-- BRIEF --
Can you lay out the lines below, from the line containing "Would you be able to indicate the white ceiling" through the end of the records, as a JSON list of strings with one string per line and blank lines left out?

-- ROWS --
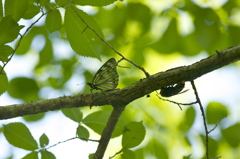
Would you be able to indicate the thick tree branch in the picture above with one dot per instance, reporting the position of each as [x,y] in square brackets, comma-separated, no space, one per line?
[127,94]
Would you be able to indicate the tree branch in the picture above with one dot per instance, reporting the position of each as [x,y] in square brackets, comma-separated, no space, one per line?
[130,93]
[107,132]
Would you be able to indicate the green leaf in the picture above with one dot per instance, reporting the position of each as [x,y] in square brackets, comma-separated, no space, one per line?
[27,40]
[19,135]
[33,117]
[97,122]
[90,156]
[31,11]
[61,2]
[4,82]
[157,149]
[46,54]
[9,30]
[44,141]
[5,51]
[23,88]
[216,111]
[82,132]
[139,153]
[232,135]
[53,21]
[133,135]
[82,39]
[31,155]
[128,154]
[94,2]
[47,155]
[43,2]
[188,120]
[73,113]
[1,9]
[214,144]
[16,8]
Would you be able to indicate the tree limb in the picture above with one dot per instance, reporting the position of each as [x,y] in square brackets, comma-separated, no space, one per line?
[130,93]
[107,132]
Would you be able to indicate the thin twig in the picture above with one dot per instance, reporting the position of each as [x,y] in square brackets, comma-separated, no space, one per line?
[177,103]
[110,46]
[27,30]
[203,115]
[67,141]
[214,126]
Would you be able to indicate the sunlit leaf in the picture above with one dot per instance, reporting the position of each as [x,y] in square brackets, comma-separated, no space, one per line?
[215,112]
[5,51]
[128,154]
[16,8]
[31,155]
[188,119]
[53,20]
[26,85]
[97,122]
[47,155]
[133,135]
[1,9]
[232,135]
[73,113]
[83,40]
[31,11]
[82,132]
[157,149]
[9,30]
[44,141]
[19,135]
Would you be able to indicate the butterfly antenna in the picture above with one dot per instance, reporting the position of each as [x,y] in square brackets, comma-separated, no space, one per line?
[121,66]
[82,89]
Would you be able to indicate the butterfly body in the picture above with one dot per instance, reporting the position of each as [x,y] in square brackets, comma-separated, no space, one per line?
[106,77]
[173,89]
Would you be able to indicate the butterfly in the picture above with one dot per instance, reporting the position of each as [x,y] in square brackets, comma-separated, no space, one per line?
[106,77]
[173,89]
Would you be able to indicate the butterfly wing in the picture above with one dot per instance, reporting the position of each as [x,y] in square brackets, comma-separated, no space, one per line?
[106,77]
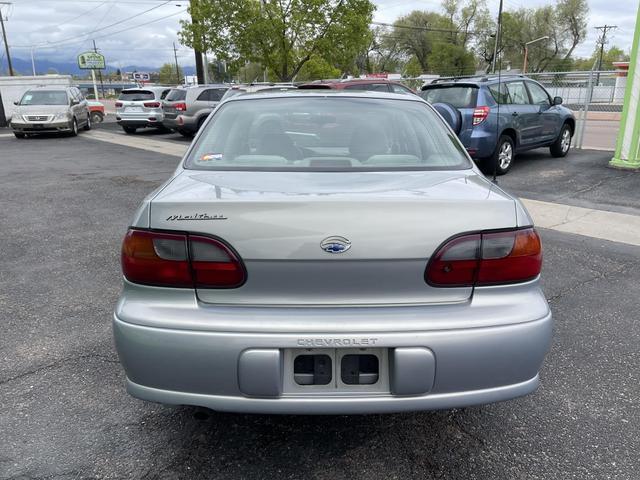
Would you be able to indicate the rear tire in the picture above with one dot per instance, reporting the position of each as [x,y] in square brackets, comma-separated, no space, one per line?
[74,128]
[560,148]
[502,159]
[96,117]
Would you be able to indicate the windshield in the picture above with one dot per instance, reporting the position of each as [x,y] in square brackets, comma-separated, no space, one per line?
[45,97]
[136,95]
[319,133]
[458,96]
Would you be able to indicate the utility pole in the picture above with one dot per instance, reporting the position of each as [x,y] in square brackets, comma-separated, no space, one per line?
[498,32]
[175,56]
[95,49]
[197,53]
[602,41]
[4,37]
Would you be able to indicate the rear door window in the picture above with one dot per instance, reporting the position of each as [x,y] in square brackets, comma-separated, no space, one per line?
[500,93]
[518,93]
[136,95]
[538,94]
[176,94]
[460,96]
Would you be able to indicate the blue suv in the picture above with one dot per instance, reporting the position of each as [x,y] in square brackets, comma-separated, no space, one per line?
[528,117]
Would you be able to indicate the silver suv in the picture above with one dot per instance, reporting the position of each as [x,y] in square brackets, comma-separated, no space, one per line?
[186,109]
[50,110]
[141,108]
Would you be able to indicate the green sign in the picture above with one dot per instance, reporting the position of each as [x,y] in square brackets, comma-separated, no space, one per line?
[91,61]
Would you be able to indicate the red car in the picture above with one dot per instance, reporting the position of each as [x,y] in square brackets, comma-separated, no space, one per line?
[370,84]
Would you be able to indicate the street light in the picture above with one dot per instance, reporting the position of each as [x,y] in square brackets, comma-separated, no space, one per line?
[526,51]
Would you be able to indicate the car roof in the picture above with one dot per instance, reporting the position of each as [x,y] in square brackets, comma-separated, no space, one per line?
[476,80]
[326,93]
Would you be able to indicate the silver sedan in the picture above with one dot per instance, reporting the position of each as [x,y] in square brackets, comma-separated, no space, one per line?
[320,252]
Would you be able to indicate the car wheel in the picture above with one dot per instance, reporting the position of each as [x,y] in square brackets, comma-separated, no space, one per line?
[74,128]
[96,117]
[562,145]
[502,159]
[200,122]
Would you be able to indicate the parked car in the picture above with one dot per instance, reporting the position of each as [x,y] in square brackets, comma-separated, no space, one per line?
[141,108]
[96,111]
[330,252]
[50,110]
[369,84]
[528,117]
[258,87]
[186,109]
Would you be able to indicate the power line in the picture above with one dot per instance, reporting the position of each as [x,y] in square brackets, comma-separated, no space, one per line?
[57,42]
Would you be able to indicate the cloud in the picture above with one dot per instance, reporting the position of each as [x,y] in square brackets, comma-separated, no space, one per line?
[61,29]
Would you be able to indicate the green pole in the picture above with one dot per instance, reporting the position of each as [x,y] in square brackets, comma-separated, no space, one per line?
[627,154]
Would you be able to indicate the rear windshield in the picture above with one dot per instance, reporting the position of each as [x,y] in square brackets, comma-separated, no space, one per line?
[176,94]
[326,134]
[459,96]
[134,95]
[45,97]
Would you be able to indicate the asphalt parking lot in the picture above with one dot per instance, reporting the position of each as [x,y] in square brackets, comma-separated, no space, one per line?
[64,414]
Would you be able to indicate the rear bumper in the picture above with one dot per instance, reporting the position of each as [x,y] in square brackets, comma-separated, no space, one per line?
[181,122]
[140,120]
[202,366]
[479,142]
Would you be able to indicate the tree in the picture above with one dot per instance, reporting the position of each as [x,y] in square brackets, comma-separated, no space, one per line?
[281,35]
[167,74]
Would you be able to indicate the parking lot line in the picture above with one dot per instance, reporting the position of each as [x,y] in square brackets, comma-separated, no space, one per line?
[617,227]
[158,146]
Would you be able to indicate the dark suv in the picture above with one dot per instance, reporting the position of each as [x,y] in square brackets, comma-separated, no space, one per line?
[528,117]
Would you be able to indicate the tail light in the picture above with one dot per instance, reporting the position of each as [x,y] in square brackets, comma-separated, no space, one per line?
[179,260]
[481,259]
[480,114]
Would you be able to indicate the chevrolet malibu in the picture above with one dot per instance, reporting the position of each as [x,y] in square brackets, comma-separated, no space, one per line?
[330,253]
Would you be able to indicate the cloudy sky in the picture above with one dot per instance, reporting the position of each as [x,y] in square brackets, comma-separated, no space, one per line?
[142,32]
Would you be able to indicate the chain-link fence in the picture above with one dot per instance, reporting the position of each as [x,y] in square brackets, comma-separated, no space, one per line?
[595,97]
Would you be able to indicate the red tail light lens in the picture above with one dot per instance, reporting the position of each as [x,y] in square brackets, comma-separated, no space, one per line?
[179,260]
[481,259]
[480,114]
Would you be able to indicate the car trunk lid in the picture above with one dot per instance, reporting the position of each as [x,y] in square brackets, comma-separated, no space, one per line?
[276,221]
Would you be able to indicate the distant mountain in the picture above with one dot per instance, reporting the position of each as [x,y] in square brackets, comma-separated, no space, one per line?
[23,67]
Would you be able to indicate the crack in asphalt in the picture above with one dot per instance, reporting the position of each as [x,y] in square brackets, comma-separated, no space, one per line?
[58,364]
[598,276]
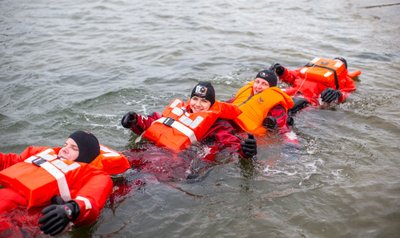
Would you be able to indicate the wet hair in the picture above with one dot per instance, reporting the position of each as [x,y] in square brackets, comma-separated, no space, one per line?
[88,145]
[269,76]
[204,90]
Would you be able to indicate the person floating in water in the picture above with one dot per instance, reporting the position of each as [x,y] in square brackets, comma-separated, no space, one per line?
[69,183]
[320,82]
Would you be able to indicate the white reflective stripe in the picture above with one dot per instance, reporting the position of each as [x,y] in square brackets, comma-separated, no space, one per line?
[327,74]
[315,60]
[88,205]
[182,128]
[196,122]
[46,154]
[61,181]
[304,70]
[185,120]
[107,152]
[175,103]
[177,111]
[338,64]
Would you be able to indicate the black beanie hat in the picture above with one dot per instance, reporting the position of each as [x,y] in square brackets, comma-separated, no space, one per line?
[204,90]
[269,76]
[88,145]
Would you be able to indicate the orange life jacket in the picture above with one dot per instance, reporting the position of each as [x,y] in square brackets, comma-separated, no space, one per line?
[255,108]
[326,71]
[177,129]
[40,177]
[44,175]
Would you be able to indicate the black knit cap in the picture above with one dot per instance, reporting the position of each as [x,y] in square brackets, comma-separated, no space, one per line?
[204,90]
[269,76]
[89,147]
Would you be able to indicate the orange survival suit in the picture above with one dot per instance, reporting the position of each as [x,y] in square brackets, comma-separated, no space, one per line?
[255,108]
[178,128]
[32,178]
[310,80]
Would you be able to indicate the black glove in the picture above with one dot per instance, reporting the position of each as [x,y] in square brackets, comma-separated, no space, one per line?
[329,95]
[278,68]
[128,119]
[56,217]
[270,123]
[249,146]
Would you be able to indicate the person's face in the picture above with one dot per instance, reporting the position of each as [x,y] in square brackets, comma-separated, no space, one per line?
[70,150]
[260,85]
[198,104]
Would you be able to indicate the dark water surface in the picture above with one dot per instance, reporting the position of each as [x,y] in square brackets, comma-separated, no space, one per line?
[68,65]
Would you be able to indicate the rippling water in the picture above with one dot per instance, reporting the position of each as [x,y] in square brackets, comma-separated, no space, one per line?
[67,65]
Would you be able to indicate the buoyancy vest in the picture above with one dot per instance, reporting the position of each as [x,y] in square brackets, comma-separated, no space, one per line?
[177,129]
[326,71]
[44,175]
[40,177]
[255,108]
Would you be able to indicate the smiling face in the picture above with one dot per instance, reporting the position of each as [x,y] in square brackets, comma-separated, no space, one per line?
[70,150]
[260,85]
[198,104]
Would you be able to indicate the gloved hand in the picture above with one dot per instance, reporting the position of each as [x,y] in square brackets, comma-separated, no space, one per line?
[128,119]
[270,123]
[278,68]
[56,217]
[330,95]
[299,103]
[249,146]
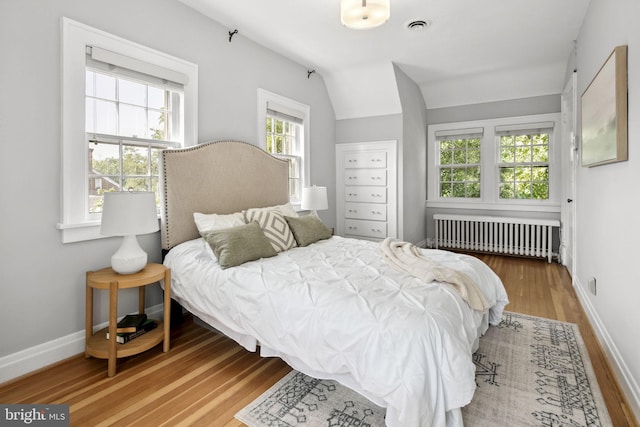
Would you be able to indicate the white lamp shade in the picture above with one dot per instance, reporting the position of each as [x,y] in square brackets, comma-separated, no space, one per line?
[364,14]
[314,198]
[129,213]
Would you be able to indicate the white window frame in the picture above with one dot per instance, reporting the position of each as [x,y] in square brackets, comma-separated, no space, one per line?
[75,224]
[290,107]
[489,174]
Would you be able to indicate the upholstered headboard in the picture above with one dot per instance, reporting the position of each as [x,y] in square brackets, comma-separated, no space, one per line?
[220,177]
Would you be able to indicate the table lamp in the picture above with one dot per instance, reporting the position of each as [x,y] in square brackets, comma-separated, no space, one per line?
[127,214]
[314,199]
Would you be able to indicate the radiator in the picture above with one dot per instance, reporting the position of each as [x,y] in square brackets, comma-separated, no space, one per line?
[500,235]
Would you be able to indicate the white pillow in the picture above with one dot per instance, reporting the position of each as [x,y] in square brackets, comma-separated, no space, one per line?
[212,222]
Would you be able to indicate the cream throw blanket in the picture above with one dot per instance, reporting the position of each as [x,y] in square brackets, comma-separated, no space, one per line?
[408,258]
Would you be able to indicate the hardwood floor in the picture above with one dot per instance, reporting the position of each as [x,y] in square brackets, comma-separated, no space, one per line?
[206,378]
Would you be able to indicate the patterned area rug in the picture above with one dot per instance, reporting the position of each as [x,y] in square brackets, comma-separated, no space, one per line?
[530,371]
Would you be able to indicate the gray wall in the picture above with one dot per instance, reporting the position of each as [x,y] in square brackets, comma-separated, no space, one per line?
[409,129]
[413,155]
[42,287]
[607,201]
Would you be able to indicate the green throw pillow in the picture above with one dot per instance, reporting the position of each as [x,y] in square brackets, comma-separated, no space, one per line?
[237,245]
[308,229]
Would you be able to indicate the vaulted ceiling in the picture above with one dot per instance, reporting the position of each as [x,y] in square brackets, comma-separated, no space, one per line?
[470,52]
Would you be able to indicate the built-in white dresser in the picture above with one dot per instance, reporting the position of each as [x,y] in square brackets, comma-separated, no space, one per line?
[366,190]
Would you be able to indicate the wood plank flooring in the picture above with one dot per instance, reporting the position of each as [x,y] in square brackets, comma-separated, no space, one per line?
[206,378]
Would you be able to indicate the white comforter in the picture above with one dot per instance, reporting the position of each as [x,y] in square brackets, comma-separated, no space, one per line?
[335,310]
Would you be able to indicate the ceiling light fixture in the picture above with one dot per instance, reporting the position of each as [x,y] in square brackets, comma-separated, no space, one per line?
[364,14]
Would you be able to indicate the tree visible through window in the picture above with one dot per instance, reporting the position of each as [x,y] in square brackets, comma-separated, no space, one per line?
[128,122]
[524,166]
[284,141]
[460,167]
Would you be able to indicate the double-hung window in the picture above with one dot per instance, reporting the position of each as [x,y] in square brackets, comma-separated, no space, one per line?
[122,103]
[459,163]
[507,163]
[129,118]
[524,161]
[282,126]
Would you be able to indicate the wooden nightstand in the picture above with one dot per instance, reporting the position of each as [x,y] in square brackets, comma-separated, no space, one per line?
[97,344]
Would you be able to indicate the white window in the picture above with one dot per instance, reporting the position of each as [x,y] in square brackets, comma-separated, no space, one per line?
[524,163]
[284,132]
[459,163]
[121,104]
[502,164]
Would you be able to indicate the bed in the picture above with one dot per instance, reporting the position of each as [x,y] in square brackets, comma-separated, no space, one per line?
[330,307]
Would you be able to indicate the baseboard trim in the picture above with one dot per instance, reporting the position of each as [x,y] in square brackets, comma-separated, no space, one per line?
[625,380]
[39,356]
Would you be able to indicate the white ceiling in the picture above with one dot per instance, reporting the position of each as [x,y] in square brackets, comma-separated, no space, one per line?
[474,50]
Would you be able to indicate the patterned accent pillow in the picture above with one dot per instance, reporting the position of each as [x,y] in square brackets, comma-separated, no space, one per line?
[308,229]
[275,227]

-- ANSWER TO THIS EXERCISE --
[
  "Would you be able to indicate the white ceiling in the picture above with one dot per instance, reporting the position of each as [x,y] in square brackets, comma-separated, no space, one per line?",
  "[474,50]",
  "Would you be able to indicate the patterned accent pillow in the picture above with one dot per instance, reporting the position of each as [x,y] in square brackets, comma-separated, no space, one per line?",
  "[308,229]",
  "[275,227]"
]